Repeat every line that appears below, with nothing altered.

Dataset entries
-------------------------

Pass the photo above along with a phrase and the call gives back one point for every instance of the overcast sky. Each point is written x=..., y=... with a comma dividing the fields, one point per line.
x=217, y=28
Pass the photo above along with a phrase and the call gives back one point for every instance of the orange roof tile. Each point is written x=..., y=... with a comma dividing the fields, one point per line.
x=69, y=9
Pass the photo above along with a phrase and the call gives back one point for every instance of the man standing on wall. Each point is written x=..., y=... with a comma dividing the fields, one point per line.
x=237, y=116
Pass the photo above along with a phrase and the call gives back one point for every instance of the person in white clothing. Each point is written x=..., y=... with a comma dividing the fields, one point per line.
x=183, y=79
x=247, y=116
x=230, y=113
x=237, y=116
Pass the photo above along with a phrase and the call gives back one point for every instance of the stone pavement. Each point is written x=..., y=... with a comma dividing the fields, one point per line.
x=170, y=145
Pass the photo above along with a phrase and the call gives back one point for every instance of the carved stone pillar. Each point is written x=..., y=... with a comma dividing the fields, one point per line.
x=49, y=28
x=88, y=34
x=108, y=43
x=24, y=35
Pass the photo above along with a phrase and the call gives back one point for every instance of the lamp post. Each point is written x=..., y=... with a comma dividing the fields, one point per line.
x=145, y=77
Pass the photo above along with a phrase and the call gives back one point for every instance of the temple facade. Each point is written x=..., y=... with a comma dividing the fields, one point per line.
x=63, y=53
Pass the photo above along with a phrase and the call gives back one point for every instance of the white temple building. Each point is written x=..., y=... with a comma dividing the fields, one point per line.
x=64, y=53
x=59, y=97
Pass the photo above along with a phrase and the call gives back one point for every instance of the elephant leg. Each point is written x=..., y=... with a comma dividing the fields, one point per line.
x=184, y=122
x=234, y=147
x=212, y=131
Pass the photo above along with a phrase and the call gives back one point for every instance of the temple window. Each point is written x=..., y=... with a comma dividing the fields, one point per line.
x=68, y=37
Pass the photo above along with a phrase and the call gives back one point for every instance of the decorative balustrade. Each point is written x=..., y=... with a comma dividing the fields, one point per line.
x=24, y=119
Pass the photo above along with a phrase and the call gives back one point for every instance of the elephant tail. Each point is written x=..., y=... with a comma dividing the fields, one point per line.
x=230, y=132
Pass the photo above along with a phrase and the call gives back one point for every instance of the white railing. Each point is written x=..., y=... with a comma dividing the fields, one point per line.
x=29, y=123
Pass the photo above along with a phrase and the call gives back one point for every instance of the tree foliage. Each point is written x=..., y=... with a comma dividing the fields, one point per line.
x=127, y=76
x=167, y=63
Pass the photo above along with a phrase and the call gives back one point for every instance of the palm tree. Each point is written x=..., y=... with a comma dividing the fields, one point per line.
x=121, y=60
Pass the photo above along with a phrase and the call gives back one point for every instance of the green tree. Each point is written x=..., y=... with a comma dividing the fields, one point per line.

-------------------------

- **EXERCISE OUTPUT**:
Pass the photo above along with a phrase and the call gives back one point for every instance of the overcast sky. Each point is written x=..., y=... with a comma dividing the fields, one point per line.
x=217, y=28
Pass the photo above along with a phrase and the call gives back one point for every instance of the orange roof tile. Each point is written x=..., y=... with a comma dividing the fields, one point per line.
x=69, y=9
Pass the photo above along with a phrase and the call gives back one point for every instance of the man standing on wall. Each point is written x=..., y=... with a comma dividing the fields, one point per line.
x=237, y=116
Pass the photo above along with a phrase and the call gives back one point for every instance of the person in white clothing. Each point is written x=..., y=... with a comma dividing the fields, one point per line.
x=183, y=79
x=247, y=116
x=230, y=113
x=237, y=116
Pass the photo above along with a phrase and the call gives back one point for every instance of the stone pavement. Each point is written x=..., y=... with a comma dividing the fields, one point per line.
x=170, y=145
Pass the photo above along with a phrase and the call gives back one point for every instance of the carved stone pillar. Each point is written x=..., y=... with a comma dividing the fields, one point per line.
x=49, y=28
x=88, y=34
x=108, y=43
x=24, y=35
Pass the photo above along with a phrase and the call gives back one point for every instance of the lamp post. Each point is written x=..., y=... with a comma dividing the fields, one point per line.
x=145, y=77
Pass the photo above along with a phrase and the call gives back one point for every instance of the temple facade. Each point is written x=..., y=... with a comma dividing the fields, one point per line.
x=63, y=53
Pass the photo above along with a phrase and the call gives back one point for every instance of the white temple building. Each point is written x=..., y=... with a comma dividing the fields, one point per line.
x=64, y=53
x=59, y=97
Pass the photo above along with a phrase and the call gives back one point for every instance of the elephant leg. Each point is written x=..., y=... with a comma dividing the fields, one point per line.
x=184, y=122
x=234, y=147
x=212, y=131
Pass the photo above along with a phrase and the call gives back one point for every instance of the temple window. Each point is written x=..., y=... with a comma dividing the fields, one point per line.
x=68, y=37
Pass the photo above along with a phrase and the call gives back one point for every instance of the decorative balustrade. Each point is written x=..., y=... with a comma dividing the fields, one point per line.
x=24, y=119
Pass the photo above along with a phrase and the call gives back one point for every instance of the elephant tail. Each point is written x=..., y=... with a comma dividing the fields, one point per line.
x=230, y=132
Pass the photo above along with a phrase and the call gives back one point for every instance of the white railing. Each point is written x=..., y=... with a comma dividing the fields, one point per line.
x=29, y=123
Pass the photo above along with a phrase and the call gives back one point for every instance of the tree foliage. Each point is written x=..., y=... with a comma dividing the fields, one point per line.
x=127, y=76
x=167, y=63
Pass the photo above along with a phrase and the call gives back one point for every instance of the palm tree. Each point is written x=..., y=... with a comma dividing the fields, one point per line.
x=121, y=60
Pass the photo above along with a phrase and the call gives back one point for every instance of the green tree. Each point is written x=..., y=... with a comma dividing the fields, one point per line.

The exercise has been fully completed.